*LISTED RECORDS:*

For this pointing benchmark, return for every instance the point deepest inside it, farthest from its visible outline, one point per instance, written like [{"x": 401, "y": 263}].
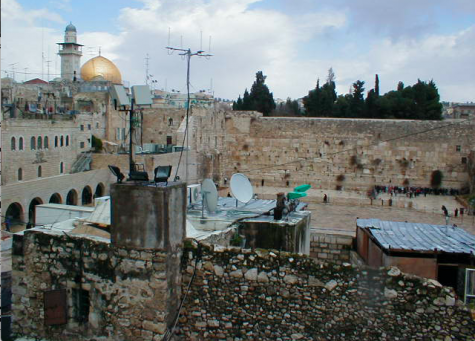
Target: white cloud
[
  {"x": 26, "y": 44},
  {"x": 292, "y": 46}
]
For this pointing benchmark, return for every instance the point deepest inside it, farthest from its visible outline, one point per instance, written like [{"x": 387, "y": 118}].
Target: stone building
[
  {"x": 44, "y": 161},
  {"x": 349, "y": 154},
  {"x": 70, "y": 53},
  {"x": 148, "y": 283}
]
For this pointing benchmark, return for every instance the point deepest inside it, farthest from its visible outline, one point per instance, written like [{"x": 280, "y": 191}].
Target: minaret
[{"x": 70, "y": 53}]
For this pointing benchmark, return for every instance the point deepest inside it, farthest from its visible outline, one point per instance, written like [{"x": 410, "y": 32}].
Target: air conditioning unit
[{"x": 194, "y": 193}]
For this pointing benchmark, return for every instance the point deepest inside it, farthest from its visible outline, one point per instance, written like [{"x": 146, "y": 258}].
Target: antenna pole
[
  {"x": 188, "y": 54},
  {"x": 131, "y": 144},
  {"x": 146, "y": 68},
  {"x": 48, "y": 62}
]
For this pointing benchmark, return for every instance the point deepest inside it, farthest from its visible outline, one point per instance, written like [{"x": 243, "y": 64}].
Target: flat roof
[
  {"x": 67, "y": 207},
  {"x": 404, "y": 236}
]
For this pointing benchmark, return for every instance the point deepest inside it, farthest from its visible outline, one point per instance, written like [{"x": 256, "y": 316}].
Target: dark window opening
[
  {"x": 81, "y": 305},
  {"x": 447, "y": 275},
  {"x": 55, "y": 307}
]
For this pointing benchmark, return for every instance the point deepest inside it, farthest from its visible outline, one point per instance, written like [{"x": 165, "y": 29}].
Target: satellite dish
[
  {"x": 210, "y": 194},
  {"x": 241, "y": 187}
]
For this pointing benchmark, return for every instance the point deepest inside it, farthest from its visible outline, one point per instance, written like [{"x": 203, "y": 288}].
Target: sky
[{"x": 293, "y": 42}]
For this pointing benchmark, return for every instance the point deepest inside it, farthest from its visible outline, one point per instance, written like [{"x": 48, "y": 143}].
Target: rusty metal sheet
[{"x": 55, "y": 307}]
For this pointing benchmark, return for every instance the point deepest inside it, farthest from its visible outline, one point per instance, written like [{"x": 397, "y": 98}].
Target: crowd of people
[{"x": 411, "y": 192}]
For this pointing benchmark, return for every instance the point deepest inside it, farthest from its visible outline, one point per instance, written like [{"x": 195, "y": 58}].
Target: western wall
[{"x": 347, "y": 154}]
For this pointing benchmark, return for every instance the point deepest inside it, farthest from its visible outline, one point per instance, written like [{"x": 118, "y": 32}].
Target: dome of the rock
[{"x": 100, "y": 68}]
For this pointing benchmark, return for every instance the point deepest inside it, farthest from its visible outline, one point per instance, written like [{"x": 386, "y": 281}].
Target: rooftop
[{"x": 403, "y": 236}]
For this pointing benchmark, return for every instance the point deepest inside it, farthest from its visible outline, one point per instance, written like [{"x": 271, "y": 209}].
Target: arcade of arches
[{"x": 15, "y": 213}]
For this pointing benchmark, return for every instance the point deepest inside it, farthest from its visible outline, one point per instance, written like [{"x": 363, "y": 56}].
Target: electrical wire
[{"x": 169, "y": 334}]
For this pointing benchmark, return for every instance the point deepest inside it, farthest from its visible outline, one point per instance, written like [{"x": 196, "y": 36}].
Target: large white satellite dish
[
  {"x": 241, "y": 188},
  {"x": 210, "y": 194}
]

*TASK DESCRIPTION:*
The material above holds pictures; copy everything else in it exactly.

*OUTPUT BELOW:*
For this pointing benchmark, return for every instance the point deepest inside it, farthest from its visible outline, one point per instance, written like [{"x": 401, "y": 263}].
Target: white cloud
[
  {"x": 26, "y": 44},
  {"x": 292, "y": 46}
]
For this pointing benchmark, return for every instance the point deepest inside it, farthest from its visible outline, one point per instance, written like [{"x": 387, "y": 118}].
Target: stone building
[
  {"x": 44, "y": 161},
  {"x": 349, "y": 154},
  {"x": 70, "y": 53},
  {"x": 148, "y": 283}
]
For this pointing benchmark, return for every instance the point deepest inside it, farthest from its visible outline, one point per instance, written like [{"x": 280, "y": 191}].
Target: minaret
[{"x": 70, "y": 53}]
For this pointing benchmark, return for every instance the point deepest inside it, farthest from its visible outline, one point per instance, written like [{"x": 410, "y": 32}].
Target: air conditioning unit
[{"x": 194, "y": 193}]
For this pointing benchmark, return for every instance the point deepest inside it, farthest from its visible outline, one point per instance, written like [{"x": 146, "y": 258}].
Target: antenna pole
[
  {"x": 188, "y": 54},
  {"x": 131, "y": 144},
  {"x": 146, "y": 68},
  {"x": 48, "y": 62}
]
For this pointing benchmark, return for every instance the point deepest inside it, farthest from its visible outline, one point per instance, written like [{"x": 243, "y": 64}].
Target: flat roof
[
  {"x": 67, "y": 207},
  {"x": 404, "y": 236}
]
For this pointing benchmark, return for every instance the point deepest inside it, farthest from its visible outline, one point per instance, written like [{"x": 256, "y": 316}].
Target: dark window opening
[
  {"x": 81, "y": 305},
  {"x": 447, "y": 275},
  {"x": 55, "y": 307}
]
For this pointing benchmark, return for every instance the point deepest inside it, farthest from its visible outline, one point per instance, written like [{"x": 165, "y": 29}].
Target: satellite dish
[
  {"x": 210, "y": 194},
  {"x": 241, "y": 187}
]
For this pointing benchmark, return for every instance the point deepest inside it, farthest from its visible outline, one point per instance, written like [{"x": 203, "y": 288}].
Target: sky
[{"x": 293, "y": 42}]
For this pointing benchmark, return for every instance the point deepest inside it, farthest from its visible outline, one point per instance, written like [{"x": 48, "y": 143}].
Target: rusty metal sheet
[{"x": 55, "y": 307}]
For this pointing benchmark, return for every instance the point deepest inside it, farthest from its visible outline, one point per instance, written like [{"x": 397, "y": 98}].
Target: crowd of people
[{"x": 411, "y": 192}]
For this pointing benchmark, return for every instance the point deepest inside it, farthest from its visible outline, one point per instance, written like [{"x": 195, "y": 58}].
Target: western wall
[{"x": 347, "y": 154}]
For this pointing benchmark, return for every instance the point deepest inside it, farthest from its visible outline, one point per instance, written like [{"x": 118, "y": 32}].
Target: dome of the rock
[{"x": 100, "y": 68}]
For this pointing benchmark, return for every instance the point deepest inside it, farthest from its visible outline, one point per instance, written like [{"x": 386, "y": 281}].
Target: rooftop
[{"x": 403, "y": 236}]
For this pointing benchmark, return for every instance the point deepest inside it, farthest from its visible outline, one point per instance, written like [{"x": 271, "y": 209}].
Target: arcade of arches
[{"x": 15, "y": 213}]
For this pointing benchmark, return for every instance the point deepest inside it, farthest from its visible outline, one point per instance, written like [{"x": 363, "y": 56}].
Target: electrical wire
[{"x": 169, "y": 334}]
For this pointing benchmark, return for every instance the point deepest inside it, farthest from its visible outline, one point per instance, written like [{"x": 196, "y": 36}].
Target: large white satellite dish
[
  {"x": 241, "y": 188},
  {"x": 210, "y": 194}
]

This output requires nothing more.